• _PROBLEM DESCRIPTION_
Of all the entries below, only the lines from the one with "the form [278,192]." up to and including the one with "the form [276,89]." are to be duplicated exactly.

Records from a dataset:
——————
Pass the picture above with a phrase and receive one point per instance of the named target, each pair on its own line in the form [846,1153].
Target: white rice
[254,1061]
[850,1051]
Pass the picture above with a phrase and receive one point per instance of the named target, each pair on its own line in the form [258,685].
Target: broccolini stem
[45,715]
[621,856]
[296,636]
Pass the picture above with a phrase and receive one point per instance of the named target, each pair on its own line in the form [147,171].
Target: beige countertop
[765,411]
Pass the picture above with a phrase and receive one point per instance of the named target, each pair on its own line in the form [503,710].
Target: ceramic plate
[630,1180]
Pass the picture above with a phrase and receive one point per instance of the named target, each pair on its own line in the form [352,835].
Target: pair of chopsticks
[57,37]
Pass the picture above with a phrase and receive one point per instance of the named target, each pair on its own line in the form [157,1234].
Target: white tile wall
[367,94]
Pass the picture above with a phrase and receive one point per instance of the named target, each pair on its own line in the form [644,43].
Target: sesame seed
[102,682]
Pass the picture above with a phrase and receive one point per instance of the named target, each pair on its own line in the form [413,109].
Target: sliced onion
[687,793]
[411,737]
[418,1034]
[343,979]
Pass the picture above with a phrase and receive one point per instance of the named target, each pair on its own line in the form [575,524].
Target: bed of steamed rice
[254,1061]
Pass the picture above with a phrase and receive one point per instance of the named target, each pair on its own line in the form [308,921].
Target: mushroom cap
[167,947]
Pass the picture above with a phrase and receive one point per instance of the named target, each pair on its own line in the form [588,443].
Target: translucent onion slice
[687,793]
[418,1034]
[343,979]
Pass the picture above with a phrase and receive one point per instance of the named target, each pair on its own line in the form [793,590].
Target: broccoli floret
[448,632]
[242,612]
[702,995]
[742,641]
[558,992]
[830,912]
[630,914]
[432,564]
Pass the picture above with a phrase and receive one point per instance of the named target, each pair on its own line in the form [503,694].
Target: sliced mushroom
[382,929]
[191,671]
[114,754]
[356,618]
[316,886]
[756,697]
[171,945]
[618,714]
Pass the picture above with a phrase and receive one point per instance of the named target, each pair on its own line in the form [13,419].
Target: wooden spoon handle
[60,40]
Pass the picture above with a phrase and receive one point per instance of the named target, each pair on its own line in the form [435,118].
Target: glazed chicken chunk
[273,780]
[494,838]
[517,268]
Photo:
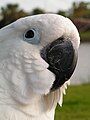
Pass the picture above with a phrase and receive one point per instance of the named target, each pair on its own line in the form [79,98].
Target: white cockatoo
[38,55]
——————
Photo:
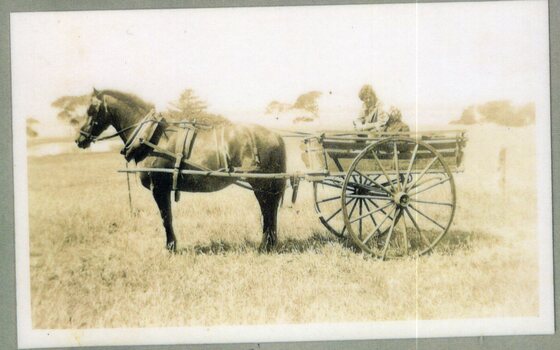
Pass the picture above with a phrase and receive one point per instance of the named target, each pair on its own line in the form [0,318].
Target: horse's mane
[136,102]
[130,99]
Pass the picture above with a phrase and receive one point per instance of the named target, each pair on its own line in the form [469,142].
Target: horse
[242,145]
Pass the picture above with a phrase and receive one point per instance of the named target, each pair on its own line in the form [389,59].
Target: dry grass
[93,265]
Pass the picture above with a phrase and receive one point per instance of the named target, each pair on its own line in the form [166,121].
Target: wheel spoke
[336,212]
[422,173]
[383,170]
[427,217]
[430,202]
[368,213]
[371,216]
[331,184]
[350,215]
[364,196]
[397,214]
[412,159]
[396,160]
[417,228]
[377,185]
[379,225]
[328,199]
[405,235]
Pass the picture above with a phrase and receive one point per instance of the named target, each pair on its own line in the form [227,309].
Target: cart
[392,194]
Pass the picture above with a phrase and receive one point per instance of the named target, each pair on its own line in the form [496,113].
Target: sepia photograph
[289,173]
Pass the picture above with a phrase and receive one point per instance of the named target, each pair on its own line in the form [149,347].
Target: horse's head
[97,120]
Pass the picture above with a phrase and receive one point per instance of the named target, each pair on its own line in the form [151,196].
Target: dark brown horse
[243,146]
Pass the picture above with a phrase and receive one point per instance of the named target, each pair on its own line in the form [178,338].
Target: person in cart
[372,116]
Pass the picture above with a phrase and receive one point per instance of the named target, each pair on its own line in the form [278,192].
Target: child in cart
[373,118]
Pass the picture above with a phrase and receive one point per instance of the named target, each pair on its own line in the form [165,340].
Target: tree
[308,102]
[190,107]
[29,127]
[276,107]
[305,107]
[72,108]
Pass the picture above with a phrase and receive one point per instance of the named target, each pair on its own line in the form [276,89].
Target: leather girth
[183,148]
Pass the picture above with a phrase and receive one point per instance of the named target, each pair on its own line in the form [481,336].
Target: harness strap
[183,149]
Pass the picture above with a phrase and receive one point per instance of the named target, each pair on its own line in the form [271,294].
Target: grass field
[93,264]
——————
• _FINISHED TASK_
Pass the picture above with a phrase and receive one point per instance of the named target, each pair on its own line in the form [278,192].
Target: child in cart
[373,118]
Pass the picture above with a phrase and receive one point per instance of the named target, each pair on its own line in the form [165,340].
Target: tree
[308,102]
[190,107]
[29,127]
[276,107]
[305,107]
[72,108]
Pass the picture above with a phrase and receive one point per instance of the named target, each pair on its own line in the form [276,89].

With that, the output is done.